CONSIGNE
D'après le texte sur le VIH à Toronto, combien de francophones vivraient avec le VIH dans cette ville ?

TEXTE PRÉSENTÉ
Se soigner en français à Toronto relève souvent du parcours du combattant, trouver un médecin de famille, un spécialiste… Quand le problème de santé ou la maladie atteignent un niveau de gravité important, il devient plus que nécessaire de pouvoir s’exprimer dans sa langue. Malheureusement cela n’est pas toujours possible. Si, vous ajoutez à cette difficulté le tabou que peuvent représenter certaines maladies ou infections, vous comprendrez la situation dans laquelle se retrouvent les 1 500 francophones qui vivraient avec le VIH à Toronto. Comment se soigner, vivre avec le VIH, en français à Toronto? Bilan de la situation, 25 ans après la découverte du virus.
«Il y a des choses qu’on sait pas. Il faut un diététicien pour contrer l’effet des médicaments. Ça fait du cholestérol, il y a beaucoup d’effets secondaires, on peut arriver à la crise cardiaque.» Consulter un diététicien, voilà le genre de services dont ont besoin les personnes VIH et auxquels on ne pense jamais.
Mark (le prénom a été changé), la quarantaine, a appris qu’il avait le VIH il y a de ça huit ans. Il refuse de se considérer comme une victime. Gai, il savait qu’il vivait dans un milieu à risque, fortement touché par le virus du Sida. «J’étais informé, je connaissais la maladie», reconnaît-il.
Accepter le diagnostique est une chose mais vivre avec la maladie en est une autre. Bilingue, Mark s’est fait dépisté dans un centre anonyme anglophone. Après les résultats, tous les organismes et services qu’on lui a proposé pour obtenir de l’aide étaient donc en anglais. Un an après, Mark a ressenti le besoin de bénéficier de services dans sa langue. «Pour le support moral, tout devait se passer en anglais, j’aurais vraiment aimé le faire en français.»
À ce jour, «des services pour les personnes atteintes de VIH existent en anglais et dans différentes langues, et pour différents groupes ethnoculturels», explique Jean-Rock Boutin, président de l’association FrancoQueer. La plupart du temps, les organismes proposant ces services sont adossés à la structure anglophone. L’inventaire des services disponibles en français fait pâle figure à côté de ceux des autres communautés. Jean-Rock fait un catalogue rapide des services médicaux en français liés au VIH: «Il existe le dépistage et le conseil en français au moment du diagnostique, quelques médecins privés francophones, et un médecin habilité à faire des ordonnances par rapport au VIH qui est présent une demi-journée par semaine au Centre francophone.» Le bilan est mince. Lucie Chauvette, directrice des programmes de santé au Centre francophone n’hésite pas à s’indigner ouvertement des services disponibles en français pour les personnes vivant avec le VIH: «C’est ridicule, c’est une blague.»

ENREGISTREMENTS DE DONNÉES

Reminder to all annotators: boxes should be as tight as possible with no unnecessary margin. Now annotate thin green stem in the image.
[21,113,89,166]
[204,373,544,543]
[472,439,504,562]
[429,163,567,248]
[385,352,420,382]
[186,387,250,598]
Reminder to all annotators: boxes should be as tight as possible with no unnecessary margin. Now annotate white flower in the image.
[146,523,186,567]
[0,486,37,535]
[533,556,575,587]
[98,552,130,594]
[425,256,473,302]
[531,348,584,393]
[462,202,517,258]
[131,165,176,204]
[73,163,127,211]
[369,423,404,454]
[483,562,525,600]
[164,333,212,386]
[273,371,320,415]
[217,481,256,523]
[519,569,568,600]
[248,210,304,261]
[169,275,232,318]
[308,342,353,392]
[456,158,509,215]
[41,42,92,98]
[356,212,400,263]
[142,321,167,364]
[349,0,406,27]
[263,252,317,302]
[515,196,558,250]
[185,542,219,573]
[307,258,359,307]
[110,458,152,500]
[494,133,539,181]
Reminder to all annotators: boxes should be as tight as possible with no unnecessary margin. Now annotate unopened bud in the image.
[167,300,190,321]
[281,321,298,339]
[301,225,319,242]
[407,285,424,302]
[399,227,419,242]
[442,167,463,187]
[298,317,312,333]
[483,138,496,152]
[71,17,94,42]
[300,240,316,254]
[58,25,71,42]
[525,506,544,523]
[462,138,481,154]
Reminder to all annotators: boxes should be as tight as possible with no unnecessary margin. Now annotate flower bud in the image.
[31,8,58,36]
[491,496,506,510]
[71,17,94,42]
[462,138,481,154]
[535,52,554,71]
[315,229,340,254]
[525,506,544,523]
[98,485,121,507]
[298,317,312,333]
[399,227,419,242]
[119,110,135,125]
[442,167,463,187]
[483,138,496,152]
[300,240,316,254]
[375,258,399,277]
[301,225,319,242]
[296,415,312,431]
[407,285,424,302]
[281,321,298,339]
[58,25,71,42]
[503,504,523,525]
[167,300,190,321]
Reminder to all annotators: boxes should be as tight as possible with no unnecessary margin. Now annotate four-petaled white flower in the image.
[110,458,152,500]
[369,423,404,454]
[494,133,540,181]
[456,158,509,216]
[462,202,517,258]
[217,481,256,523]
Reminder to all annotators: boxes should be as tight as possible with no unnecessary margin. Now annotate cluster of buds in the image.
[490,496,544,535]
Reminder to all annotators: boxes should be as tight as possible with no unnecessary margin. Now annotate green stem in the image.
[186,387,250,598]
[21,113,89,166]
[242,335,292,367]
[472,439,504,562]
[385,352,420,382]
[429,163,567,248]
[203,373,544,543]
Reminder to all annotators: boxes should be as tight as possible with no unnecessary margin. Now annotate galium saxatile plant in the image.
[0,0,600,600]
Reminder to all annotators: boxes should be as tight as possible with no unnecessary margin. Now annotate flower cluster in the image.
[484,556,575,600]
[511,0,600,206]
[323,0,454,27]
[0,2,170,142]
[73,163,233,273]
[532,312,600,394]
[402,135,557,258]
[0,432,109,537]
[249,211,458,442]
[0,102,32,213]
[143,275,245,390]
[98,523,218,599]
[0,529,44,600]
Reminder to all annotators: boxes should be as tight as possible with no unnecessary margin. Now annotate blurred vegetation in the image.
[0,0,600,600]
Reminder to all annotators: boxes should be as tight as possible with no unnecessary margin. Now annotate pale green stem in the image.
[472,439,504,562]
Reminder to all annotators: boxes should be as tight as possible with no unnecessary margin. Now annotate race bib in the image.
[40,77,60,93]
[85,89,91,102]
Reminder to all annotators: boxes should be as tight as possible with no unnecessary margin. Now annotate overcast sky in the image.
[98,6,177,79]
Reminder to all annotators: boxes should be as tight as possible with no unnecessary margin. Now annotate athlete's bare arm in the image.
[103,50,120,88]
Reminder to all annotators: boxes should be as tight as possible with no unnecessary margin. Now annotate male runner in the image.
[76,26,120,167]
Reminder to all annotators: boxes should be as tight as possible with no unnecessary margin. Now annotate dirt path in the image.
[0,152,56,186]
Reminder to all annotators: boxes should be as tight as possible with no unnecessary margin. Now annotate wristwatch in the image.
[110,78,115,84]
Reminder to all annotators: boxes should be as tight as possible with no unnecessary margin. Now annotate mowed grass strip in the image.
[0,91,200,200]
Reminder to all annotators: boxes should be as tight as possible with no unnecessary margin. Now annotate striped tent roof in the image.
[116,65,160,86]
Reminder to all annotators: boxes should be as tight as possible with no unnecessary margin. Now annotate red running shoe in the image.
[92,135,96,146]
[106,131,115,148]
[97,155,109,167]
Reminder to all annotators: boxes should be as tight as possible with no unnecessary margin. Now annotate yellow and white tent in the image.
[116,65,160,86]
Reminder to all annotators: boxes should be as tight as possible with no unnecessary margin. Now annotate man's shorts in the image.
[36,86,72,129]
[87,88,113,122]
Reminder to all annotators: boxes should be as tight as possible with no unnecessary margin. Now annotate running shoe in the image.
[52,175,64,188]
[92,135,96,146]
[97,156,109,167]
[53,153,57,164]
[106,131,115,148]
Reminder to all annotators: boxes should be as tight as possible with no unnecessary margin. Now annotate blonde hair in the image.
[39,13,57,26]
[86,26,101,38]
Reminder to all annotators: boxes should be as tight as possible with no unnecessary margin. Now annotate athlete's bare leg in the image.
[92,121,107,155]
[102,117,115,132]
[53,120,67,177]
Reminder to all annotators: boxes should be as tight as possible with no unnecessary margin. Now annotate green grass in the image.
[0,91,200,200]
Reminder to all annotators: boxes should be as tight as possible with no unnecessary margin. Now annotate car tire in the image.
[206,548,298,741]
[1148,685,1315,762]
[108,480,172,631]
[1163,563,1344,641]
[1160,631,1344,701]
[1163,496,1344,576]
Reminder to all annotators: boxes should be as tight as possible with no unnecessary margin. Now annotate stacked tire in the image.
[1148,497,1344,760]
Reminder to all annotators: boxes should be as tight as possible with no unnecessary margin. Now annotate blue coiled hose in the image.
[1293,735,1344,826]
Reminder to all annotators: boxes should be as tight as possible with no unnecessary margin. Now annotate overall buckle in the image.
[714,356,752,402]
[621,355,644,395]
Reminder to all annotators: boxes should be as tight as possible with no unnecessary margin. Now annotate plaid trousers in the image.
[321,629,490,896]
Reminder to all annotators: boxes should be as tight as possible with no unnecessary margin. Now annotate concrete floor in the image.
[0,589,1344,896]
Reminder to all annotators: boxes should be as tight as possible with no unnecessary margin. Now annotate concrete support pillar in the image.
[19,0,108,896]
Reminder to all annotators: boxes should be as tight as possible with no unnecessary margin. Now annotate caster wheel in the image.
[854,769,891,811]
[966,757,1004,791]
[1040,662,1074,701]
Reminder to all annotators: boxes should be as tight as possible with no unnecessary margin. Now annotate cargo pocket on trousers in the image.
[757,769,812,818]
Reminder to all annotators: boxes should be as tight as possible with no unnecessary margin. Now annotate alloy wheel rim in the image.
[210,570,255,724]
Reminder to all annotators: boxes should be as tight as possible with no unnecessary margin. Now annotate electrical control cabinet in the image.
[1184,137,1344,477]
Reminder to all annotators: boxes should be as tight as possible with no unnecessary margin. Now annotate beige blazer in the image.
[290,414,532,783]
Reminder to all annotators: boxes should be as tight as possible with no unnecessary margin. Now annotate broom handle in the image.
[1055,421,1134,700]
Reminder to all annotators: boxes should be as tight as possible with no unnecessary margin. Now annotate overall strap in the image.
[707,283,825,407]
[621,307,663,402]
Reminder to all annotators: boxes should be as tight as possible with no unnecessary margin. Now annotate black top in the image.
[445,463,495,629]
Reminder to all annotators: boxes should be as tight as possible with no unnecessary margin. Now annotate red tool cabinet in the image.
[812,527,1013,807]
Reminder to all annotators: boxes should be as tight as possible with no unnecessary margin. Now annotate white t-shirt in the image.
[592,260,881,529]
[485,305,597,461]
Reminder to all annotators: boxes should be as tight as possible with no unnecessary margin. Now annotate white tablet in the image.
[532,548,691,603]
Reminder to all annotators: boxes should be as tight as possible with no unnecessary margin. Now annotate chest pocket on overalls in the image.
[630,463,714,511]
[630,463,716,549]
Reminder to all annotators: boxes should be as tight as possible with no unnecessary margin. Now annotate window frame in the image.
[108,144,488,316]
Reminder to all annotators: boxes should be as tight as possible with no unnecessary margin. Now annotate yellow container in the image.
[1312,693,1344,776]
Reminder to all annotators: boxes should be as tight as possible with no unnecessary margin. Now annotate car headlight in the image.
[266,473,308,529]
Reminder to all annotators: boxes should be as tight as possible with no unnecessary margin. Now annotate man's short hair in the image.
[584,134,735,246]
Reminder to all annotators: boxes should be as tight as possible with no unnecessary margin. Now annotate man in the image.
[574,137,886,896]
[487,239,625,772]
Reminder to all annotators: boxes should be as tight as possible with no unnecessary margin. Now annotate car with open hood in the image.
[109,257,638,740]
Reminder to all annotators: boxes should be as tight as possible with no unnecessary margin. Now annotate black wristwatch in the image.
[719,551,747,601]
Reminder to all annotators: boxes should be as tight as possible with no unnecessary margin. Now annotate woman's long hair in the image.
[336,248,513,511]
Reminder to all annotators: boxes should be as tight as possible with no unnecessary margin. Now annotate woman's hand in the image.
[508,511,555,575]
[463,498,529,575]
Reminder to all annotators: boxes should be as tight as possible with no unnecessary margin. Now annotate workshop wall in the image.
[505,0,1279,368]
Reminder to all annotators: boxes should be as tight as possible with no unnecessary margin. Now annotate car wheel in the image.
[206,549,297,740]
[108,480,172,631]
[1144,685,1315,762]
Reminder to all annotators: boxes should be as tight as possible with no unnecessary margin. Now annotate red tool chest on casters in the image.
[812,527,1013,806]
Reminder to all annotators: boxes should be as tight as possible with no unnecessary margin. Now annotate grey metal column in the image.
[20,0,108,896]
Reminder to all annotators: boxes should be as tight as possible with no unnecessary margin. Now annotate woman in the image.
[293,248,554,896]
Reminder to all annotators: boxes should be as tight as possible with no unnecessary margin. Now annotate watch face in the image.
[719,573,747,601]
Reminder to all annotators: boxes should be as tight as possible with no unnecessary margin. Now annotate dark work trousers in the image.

RÉSULTAT OBTENU
Ils seraient 1 500 francophones à vivre avec le VIH à Toronto.